• **Task prompt**:
Answer these from the escape account below:
1. Who wrote the letter about restoring the writer's liberty, as described in the telegram from Pretoria?
2. On which day did the awaited chance to board a train come?
3. How long was the train journey expected to take, and how long did it actually last?

• **Extracted text**:
• • • • • • •
I find it very difficult in the face of the extraordinary efforts which were made to recapture me, to believe that the Transvaal Government seriously contemplated my release before they knew I had escaped them. Yet a telegram was swiftly despatched from Pretoria to all the newspapers, setting forth the terms of a most admirable letter, in which General Joubert explained the grounds which prompted him generously to restore my liberty. I am inclined to think that the Boers hate being beaten even in the smallest things, and always fight on the win, tie, or wrangle principle; but in my case I rejoice I am not beholden to them, and have not thus been disqualified from fighting.
All these things may provoke a smile of indifference, perhaps even of triumph, after the danger is past; but during the days when I was lying up in holes and corners, waiting for a good chance to board a train, the causes that had led to them preyed more than I knew on my nerves. To be an outcast, to be hunted, to lie under a warrant for arrest, to fear every man, to have imprisonment—not necessarily military confinement either—hanging overhead, to fly the light, to doubt the shadows—all these things ate into my soul and have left an impression that will not perhaps be easily effaced.
On the sixth day the chance I had patiently waited for came. I found a convenient train duly labelled to Lourenço Marques standing in a siding. I withdrew to a suitable spot for boarding it—for I dared not make the attempt in the station—and, filling a bottle with water to drink on the way, I prepared for the last stage of my journey.
The truck in which I ensconced myself was laden with great sacks of some soft merchandise, and I found among them holes and crevices by means of which I managed to work my way to the inmost recess. The hard floor was littered with gritty coal dust, and made a most uncomfortable bed. The heat was almost stifling. I was resolved, however, that nothing should lure or compel me from my hiding-place until I reached Portuguese territory. I expected the journey to take thirty-six hours; it dragged out into two and a half days. I hardly dared sleep for fear of snoring.
• • • • • • •
• **Extracted information**:
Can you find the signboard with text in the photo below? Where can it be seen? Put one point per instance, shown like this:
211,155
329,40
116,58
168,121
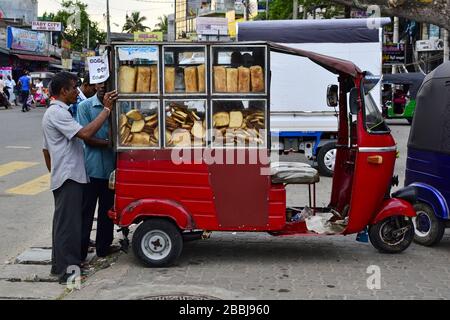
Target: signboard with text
46,26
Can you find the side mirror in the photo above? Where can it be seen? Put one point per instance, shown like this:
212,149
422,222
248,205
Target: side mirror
332,95
353,100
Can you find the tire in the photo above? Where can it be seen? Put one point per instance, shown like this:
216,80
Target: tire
326,158
383,240
428,229
157,243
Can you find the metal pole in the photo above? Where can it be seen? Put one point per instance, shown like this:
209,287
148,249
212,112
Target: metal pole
395,38
295,10
446,46
108,26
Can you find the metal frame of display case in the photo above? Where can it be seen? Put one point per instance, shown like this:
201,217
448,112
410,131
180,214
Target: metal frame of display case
209,96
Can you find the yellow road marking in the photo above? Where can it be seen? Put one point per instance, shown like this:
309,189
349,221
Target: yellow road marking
14,166
32,187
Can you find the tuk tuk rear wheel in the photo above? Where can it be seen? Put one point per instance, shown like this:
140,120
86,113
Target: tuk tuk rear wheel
392,235
429,230
157,243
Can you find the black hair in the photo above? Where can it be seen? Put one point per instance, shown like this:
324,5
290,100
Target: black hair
62,80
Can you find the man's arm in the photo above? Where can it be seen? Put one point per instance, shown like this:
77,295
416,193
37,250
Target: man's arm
48,162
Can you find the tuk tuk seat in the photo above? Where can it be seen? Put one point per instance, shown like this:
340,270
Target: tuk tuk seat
293,173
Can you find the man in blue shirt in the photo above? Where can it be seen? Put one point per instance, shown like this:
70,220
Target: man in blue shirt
100,162
25,86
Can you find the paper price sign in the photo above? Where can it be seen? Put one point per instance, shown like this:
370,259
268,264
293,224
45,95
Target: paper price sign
98,69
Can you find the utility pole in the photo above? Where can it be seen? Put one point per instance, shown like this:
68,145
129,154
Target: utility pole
108,26
295,10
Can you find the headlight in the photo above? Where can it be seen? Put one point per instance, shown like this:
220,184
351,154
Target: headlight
112,180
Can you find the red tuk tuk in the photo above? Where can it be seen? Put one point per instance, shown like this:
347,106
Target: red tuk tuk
178,140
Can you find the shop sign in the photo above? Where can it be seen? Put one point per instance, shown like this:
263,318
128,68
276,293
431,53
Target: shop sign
26,40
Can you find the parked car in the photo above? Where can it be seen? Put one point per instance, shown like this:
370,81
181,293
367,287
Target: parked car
428,162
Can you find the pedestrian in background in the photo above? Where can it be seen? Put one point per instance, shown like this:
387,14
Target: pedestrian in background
25,86
64,158
100,163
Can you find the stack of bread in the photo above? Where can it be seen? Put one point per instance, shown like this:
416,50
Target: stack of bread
140,79
138,130
194,79
242,79
184,127
238,127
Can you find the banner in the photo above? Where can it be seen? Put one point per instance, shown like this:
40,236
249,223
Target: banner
46,26
98,69
148,36
26,40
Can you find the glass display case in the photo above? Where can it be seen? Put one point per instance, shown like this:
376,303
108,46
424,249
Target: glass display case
185,123
137,70
239,69
239,123
138,124
184,70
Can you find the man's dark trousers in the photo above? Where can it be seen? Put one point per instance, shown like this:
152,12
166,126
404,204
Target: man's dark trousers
24,96
97,189
66,233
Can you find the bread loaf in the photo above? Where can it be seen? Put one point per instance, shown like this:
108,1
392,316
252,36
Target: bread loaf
190,79
201,78
257,78
232,80
143,79
127,79
154,79
220,79
244,79
169,79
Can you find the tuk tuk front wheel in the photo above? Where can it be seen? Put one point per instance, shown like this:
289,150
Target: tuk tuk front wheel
428,228
157,243
392,235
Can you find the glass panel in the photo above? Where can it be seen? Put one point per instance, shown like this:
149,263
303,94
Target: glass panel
186,123
138,124
239,69
239,123
138,69
184,70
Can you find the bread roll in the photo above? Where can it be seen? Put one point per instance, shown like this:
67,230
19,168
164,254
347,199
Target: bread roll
154,79
143,79
232,80
220,79
190,79
127,79
201,78
169,79
257,78
244,79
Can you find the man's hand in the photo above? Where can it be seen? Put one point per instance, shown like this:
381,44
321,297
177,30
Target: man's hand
109,99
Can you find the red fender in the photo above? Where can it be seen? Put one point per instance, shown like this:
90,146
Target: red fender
394,207
157,208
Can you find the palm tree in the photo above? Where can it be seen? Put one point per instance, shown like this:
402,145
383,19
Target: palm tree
162,24
134,22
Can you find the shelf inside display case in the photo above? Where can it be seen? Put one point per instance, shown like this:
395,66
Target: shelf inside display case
239,69
239,123
184,70
185,123
137,70
138,124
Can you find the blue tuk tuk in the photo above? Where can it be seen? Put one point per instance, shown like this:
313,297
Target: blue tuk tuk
428,161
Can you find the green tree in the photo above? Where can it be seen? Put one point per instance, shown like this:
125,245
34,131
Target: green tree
76,22
134,23
162,24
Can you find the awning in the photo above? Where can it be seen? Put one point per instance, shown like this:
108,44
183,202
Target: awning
36,58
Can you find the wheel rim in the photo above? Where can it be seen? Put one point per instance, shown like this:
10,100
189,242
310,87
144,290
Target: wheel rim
156,245
386,233
422,224
329,159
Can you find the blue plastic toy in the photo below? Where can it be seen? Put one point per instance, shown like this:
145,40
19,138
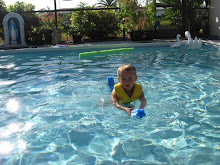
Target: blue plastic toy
138,113
111,83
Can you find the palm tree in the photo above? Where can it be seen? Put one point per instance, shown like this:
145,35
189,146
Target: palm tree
107,3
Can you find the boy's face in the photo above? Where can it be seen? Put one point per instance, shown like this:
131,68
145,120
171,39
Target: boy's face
127,79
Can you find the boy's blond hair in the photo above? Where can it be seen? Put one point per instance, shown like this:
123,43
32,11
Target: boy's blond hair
125,68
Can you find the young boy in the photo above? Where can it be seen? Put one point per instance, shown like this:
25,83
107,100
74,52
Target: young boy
127,90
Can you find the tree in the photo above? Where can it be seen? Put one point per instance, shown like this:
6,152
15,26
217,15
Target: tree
183,15
107,3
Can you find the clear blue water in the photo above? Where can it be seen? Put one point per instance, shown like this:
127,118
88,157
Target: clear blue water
56,109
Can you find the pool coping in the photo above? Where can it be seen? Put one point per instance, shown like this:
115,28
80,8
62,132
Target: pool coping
106,44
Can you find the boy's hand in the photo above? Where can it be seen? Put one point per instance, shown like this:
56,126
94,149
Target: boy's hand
128,111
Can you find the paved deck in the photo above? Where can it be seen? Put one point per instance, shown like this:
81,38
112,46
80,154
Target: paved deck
110,44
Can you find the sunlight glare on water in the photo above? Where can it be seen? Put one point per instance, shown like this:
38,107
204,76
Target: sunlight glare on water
56,109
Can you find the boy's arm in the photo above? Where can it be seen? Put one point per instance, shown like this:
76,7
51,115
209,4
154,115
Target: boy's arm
143,101
115,101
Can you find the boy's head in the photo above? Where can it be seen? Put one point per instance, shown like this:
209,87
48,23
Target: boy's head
127,76
126,68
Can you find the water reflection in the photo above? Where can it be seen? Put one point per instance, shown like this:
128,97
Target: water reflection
5,147
12,105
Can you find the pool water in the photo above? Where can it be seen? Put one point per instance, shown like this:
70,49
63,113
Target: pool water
56,109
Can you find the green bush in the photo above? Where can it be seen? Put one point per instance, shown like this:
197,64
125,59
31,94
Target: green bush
97,25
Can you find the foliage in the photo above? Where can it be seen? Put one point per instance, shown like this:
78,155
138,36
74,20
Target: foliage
107,3
94,24
3,12
174,14
31,19
47,20
135,17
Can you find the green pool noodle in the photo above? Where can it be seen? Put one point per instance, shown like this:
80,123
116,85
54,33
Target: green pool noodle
102,52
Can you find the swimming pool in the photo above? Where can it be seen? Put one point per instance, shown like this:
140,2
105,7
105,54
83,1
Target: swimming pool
56,109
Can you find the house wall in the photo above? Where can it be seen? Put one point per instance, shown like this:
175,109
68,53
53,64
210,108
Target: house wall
214,18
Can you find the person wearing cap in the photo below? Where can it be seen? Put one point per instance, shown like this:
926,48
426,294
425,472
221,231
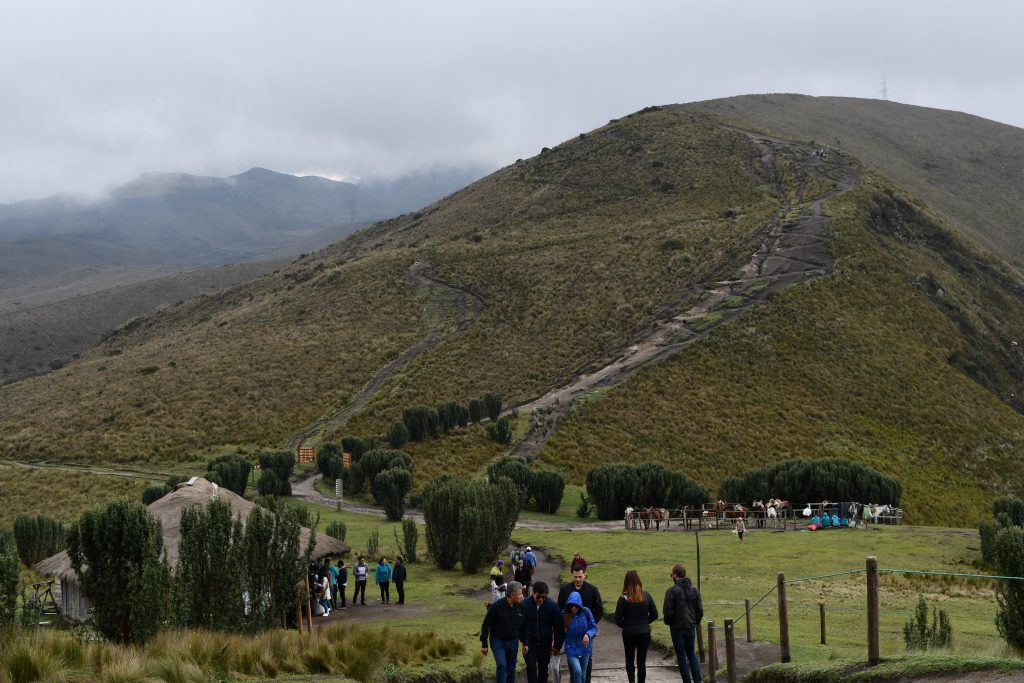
• • • • • • •
• **Exercise output**:
1. General Joubert
2. The sixth day
3. It was expected to take thirty-six hours but lasted two and a half days.